Objectif. Recopiez toutes les entrées ci-dessous en remplaçant chaque occurrence de "in this photo" par "in this image", sans rien changer d'autre. Omettez les images dans votre réponse.

Données fournies.
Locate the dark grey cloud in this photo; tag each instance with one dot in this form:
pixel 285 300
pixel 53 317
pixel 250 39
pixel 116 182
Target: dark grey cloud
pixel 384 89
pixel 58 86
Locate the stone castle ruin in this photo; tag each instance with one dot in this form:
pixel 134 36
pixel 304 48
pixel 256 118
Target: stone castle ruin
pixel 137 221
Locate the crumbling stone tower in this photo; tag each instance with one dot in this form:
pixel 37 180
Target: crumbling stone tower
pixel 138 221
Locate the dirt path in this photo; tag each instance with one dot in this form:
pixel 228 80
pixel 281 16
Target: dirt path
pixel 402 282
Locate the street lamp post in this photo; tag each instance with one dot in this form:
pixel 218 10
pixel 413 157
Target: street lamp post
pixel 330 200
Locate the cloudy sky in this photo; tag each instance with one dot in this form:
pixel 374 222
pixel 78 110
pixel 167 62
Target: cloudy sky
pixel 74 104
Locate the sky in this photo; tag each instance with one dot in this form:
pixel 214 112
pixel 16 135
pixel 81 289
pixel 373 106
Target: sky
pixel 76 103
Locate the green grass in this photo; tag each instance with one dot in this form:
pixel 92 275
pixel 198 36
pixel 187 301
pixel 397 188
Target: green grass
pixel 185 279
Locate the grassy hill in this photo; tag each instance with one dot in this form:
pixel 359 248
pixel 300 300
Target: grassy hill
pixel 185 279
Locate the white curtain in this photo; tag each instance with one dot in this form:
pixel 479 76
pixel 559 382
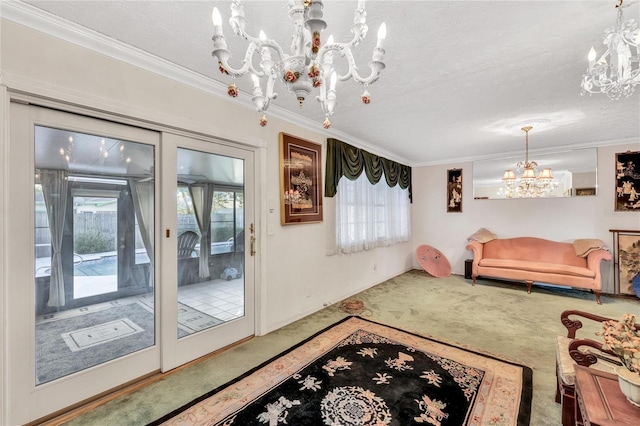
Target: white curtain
pixel 202 196
pixel 369 216
pixel 143 194
pixel 55 188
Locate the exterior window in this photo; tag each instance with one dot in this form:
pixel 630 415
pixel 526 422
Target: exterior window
pixel 369 216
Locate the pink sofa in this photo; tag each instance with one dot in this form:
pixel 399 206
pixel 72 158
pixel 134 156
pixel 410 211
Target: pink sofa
pixel 534 259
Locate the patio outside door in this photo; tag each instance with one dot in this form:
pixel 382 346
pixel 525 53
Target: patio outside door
pixel 82 206
pixel 106 283
pixel 208 258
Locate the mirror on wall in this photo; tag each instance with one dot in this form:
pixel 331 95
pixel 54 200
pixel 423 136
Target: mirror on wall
pixel 574 174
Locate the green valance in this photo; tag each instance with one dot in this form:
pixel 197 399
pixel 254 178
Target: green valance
pixel 346 160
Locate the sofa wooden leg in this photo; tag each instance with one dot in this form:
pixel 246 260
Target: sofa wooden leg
pixel 568 409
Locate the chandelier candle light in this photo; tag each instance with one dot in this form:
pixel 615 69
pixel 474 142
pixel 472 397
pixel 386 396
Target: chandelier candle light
pixel 529 185
pixel 617 72
pixel 310 64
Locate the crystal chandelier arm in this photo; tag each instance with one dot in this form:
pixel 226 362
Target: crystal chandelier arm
pixel 376 65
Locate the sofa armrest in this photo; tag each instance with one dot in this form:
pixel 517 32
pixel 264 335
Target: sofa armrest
pixel 476 247
pixel 587 358
pixel 595 257
pixel 573 326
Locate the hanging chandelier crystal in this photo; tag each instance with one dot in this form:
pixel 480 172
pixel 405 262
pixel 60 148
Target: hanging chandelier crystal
pixel 310 64
pixel 529 185
pixel 617 72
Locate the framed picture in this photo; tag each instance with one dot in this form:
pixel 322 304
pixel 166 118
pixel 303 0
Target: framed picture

Corrigé détaillé.
Locate the dark grey cloud in this image; tag each instance with one dot in this form:
pixel 285 300
pixel 53 317
pixel 250 39
pixel 116 182
Target: dark grey cloud
pixel 384 89
pixel 58 86
Locate the stone castle ruin in this image; tag each instance with one dot in this form:
pixel 134 36
pixel 304 48
pixel 256 118
Target: stone castle ruin
pixel 137 221
Locate the crumbling stone tower in this image; tag each instance with one dot in this form:
pixel 37 180
Target: crumbling stone tower
pixel 138 221
Locate the dirt path in this image; tag each instance with one dot in this form:
pixel 228 80
pixel 281 16
Target: dirt path
pixel 402 282
Locate the street lamp post in this image; tag each instance with one dot in this form:
pixel 218 10
pixel 413 157
Target: street lamp post
pixel 330 200
Locate the cloudy sky in this image; tag each instance with one dot in this form:
pixel 374 222
pixel 78 110
pixel 167 62
Target: cloudy sky
pixel 74 104
Locate the sky in this image; tag each instance with one dot in this form:
pixel 214 112
pixel 16 135
pixel 81 289
pixel 373 106
Target: sky
pixel 76 103
Locate the green grass in this image; tag each instance with one dot in this form:
pixel 92 275
pixel 198 36
pixel 187 301
pixel 397 188
Target: green grass
pixel 185 279
Locate the grassy hill in this image; tag each instance with one dot in this form:
pixel 359 248
pixel 300 300
Target: grassy hill
pixel 185 279
Locate the white curtain in this image; tag each instance with one dot in this form:
pixel 479 76
pixel 559 382
Target: white curtain
pixel 202 196
pixel 369 216
pixel 143 194
pixel 55 188
Locate the exterior window in this image; tag each instance with one dot in this form:
pixel 630 415
pixel 526 422
Target: exterior window
pixel 369 216
Locate the pink sofa in this image; tag each instance with one dot in this form:
pixel 399 206
pixel 72 158
pixel 134 156
pixel 410 211
Target: pink sofa
pixel 534 259
Locate the patio outside door in this image; tag each instance with one dot in this form:
pixel 382 346
pixel 525 53
Target: patio outside door
pixel 82 206
pixel 106 283
pixel 208 258
Locate the mirror on wall in this image; tag each instance with one dot in this form:
pixel 331 95
pixel 54 200
pixel 423 136
Target: mirror on wall
pixel 574 174
Locate the green valance in this image; tag each instance with one dot in this form:
pixel 197 399
pixel 254 178
Target: green valance
pixel 346 160
Locate the sofa wooden leg in this image; tag each instance with one dot in this form:
pixel 246 260
Target: sofa wooden leg
pixel 568 409
Locate the chandelier candle light in this image; tag each instance with one dot in this form:
pixel 615 69
pixel 474 142
pixel 472 397
pixel 386 396
Target: chandelier candle light
pixel 529 185
pixel 617 72
pixel 310 64
Locate the crystal chandelier arm in this image; tag each instance with one dot in this form:
pixel 226 362
Target: crystal chandelier arm
pixel 376 65
Locate the sofa armrest in this image; tag each instance with one dot in this form:
pixel 517 32
pixel 264 335
Target: sofa armrest
pixel 476 247
pixel 587 358
pixel 595 257
pixel 573 326
Locate the hanging chandelier crystal in this image; tag each instance with one dot in this form:
pixel 480 172
pixel 405 262
pixel 60 148
Target: hanging chandelier crystal
pixel 310 64
pixel 529 185
pixel 617 72
Locate the framed picture in this image; tag each instance with one dot in this form:
pixel 322 304
pixel 166 118
pixel 303 0
Target: framed picture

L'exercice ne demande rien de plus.